• Page text:
>> Begin

1. Description
In early version of kubernetes v1.18.
Related Commit: Fix a bug whereby reusable CPUs and devices were not being honored #93289
Related PR: Fix a bug whereby reusable CPUs and devices were not being honored #93189 Refactor the algorithm used to decide CPU assignments in the CPUManager #102014
Previously, it was possible for reusable CPUs and reusable devices (i.e. those previously consumed by init containers) to not be reused by subsequent init containers or app containers if the TopologyManager was enabled. This would happen because hint generation for the TopologyManager was not considering the reusable devices when it made its hint calculation.
As such, it would sometimes:
- Generate a hint for a different NUMA node, causing the CPUs and devices to be allocated from that node instead of the one where the reusable devices live; or
- End up thinking there were not enough CPUs or devices to allocate and throw a TopologyAffinity admission error
2. How to reproduce
- kubelet sets
--topology-manager-policy
flag tobest-effor
orrestricted
to enable TopologyManager. Refer to topology-manager - kubelet enables
--cpu-manager-policy
flag tostatic
. Refer to cpu-management-policies. - create a pod with initContainer and Guaranteed QOS.

>> End

• Exercise brief: From the bug report, extract the passage that begins at the words "Related Commit: Fix" and ends after "its hint calculation.". Work from the bug report alone.

• Data shown:
>> Begin

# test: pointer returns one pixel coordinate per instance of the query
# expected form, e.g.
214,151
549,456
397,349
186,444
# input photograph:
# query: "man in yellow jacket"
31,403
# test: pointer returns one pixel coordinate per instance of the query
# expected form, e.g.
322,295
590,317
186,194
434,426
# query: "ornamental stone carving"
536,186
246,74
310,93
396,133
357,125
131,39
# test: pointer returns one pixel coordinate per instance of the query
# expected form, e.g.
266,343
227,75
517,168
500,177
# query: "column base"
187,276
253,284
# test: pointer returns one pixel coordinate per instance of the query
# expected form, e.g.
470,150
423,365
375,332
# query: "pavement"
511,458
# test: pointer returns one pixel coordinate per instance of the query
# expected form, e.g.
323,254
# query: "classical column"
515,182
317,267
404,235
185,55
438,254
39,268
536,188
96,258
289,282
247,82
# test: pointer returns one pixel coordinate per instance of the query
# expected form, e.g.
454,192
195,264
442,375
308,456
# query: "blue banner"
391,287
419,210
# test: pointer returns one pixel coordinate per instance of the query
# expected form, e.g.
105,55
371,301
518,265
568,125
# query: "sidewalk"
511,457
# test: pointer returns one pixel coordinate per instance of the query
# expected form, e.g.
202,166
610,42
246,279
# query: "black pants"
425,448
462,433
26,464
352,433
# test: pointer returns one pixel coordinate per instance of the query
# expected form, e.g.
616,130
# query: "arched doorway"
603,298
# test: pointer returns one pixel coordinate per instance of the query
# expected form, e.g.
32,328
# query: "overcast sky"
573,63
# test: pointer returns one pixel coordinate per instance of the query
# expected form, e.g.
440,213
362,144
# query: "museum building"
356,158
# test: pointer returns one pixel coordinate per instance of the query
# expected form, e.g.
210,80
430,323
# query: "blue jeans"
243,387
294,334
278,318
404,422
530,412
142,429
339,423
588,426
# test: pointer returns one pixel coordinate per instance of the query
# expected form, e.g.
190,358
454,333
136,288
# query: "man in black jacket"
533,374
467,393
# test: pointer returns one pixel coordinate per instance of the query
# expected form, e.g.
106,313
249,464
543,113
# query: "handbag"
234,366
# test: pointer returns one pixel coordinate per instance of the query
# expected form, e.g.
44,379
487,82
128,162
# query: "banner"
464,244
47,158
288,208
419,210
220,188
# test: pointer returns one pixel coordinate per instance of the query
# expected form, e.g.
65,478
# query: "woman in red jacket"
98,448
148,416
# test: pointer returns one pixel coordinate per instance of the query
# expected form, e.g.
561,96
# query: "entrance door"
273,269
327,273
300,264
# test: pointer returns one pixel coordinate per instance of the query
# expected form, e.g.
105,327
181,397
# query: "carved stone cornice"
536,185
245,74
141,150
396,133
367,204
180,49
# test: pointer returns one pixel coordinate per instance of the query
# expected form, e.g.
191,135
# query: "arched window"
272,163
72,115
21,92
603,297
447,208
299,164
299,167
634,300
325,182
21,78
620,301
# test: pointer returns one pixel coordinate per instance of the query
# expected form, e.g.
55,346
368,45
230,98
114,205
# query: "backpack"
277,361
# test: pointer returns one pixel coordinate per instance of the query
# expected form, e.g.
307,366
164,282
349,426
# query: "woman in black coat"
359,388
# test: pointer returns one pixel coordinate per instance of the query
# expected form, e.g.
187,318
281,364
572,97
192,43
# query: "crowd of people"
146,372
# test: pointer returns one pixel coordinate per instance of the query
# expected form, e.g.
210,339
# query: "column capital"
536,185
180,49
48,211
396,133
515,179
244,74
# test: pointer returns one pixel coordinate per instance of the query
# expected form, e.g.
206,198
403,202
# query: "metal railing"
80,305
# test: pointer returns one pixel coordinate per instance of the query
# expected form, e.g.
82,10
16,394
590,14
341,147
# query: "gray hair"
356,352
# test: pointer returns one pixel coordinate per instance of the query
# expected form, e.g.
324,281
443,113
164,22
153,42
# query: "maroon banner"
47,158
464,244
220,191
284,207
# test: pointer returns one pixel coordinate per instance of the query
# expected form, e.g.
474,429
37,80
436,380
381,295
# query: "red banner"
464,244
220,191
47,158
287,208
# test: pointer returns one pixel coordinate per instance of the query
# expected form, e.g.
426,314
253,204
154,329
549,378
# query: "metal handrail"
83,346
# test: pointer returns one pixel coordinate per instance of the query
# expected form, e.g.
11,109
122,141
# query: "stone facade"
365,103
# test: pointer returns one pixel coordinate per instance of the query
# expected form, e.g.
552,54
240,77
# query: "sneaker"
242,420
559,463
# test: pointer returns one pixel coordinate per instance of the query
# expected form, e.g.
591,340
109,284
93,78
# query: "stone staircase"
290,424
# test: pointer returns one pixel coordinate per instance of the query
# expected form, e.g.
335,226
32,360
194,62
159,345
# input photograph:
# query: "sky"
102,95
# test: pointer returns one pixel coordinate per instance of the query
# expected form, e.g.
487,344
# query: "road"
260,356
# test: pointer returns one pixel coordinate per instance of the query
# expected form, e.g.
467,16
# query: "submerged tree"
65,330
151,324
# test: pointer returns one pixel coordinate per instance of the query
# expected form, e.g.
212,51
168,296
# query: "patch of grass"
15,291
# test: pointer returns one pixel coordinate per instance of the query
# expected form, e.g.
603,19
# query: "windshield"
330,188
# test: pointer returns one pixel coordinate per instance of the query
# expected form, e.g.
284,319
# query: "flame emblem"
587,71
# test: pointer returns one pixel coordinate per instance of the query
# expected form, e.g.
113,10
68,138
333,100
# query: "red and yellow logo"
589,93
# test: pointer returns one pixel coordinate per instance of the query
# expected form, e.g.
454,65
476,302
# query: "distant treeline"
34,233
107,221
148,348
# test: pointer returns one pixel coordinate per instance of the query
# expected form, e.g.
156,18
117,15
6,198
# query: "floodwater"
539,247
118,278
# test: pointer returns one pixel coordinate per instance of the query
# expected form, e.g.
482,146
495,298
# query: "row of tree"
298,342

>> End

• Answer to the exercise:
Related Commit: Fix a bug whereby reusable CPUs and devices were not being honored #93289
Related PR: Fix a bug whereby reusable CPUs and devices were not being honored #93189 Refactor the algorithm used to decide CPU assignments in the CPUManager #102014
Previously, it was possible for reusable CPUs and reusable devices (i.e. those previously consumed by init containers) to not be reused by subsequent init containers or app containers if the TopologyManager was enabled. This would happen because hint generation for the TopologyManager was not considering the reusable devices when it made its hint calculation.